◆ **Exercise instructions**
Copy each entry as it stands, leaving nothing out.

◆ **Recorded information**
------------------------------------------------------------------------
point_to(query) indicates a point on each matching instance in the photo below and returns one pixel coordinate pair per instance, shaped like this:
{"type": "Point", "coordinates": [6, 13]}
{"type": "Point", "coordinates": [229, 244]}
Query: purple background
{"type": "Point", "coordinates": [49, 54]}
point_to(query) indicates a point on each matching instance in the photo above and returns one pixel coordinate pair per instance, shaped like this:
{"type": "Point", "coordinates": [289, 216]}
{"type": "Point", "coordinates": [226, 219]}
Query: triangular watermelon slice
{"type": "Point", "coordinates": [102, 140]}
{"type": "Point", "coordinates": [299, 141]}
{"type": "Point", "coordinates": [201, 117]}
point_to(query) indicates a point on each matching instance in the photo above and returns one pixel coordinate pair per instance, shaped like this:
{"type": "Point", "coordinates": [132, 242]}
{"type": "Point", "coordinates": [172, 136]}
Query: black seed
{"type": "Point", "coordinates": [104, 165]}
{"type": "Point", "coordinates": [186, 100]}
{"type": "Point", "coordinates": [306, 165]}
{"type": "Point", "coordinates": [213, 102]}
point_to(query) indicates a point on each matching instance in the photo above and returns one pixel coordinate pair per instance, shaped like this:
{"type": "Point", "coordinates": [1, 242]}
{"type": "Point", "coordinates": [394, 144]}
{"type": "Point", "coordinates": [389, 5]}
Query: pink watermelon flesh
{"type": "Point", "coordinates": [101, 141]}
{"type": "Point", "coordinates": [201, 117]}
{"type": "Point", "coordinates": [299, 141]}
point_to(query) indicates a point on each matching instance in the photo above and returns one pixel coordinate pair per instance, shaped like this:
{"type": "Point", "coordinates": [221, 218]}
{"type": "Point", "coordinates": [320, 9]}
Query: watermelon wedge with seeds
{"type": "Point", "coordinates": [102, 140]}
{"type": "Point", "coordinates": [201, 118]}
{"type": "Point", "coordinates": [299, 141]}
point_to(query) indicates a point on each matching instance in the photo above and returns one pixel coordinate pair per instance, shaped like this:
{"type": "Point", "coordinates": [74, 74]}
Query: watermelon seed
------------------------------------------------------------------------
◆ **The solution**
point_to(query) indicates a point on each matching instance in the photo below and returns one pixel coordinate pair per instance, shaped like this:
{"type": "Point", "coordinates": [6, 13]}
{"type": "Point", "coordinates": [229, 244]}
Query: purple background
{"type": "Point", "coordinates": [49, 54]}
point_to(query) indicates a point on each matching instance in the photo above and returns one pixel coordinate pair per instance, shaped like this:
{"type": "Point", "coordinates": [289, 216]}
{"type": "Point", "coordinates": [226, 219]}
Query: triangular watermelon slice
{"type": "Point", "coordinates": [102, 140]}
{"type": "Point", "coordinates": [299, 141]}
{"type": "Point", "coordinates": [201, 117]}
point_to(query) indicates a point on each matching instance in the photo above and returns one pixel coordinate pair per instance, shaped like this:
{"type": "Point", "coordinates": [132, 242]}
{"type": "Point", "coordinates": [172, 136]}
Query: black seed
{"type": "Point", "coordinates": [104, 165]}
{"type": "Point", "coordinates": [186, 100]}
{"type": "Point", "coordinates": [306, 165]}
{"type": "Point", "coordinates": [213, 102]}
point_to(query) indicates a point on each matching instance in the photo above and returns one pixel coordinate pair per instance, shaped like this:
{"type": "Point", "coordinates": [1, 242]}
{"type": "Point", "coordinates": [394, 144]}
{"type": "Point", "coordinates": [389, 5]}
Query: pink watermelon flesh
{"type": "Point", "coordinates": [101, 141]}
{"type": "Point", "coordinates": [201, 117]}
{"type": "Point", "coordinates": [299, 141]}
point_to(query) indicates a point on each matching instance in the photo above and returns one pixel coordinate pair per instance, shaped like this:
{"type": "Point", "coordinates": [221, 218]}
{"type": "Point", "coordinates": [320, 9]}
Query: watermelon wedge with seeds
{"type": "Point", "coordinates": [102, 140]}
{"type": "Point", "coordinates": [201, 118]}
{"type": "Point", "coordinates": [299, 141]}
point_to(query) indicates a point on each matching instance in the photo above and returns one pixel coordinate pair per instance, shaped like this:
{"type": "Point", "coordinates": [74, 74]}
Query: watermelon seed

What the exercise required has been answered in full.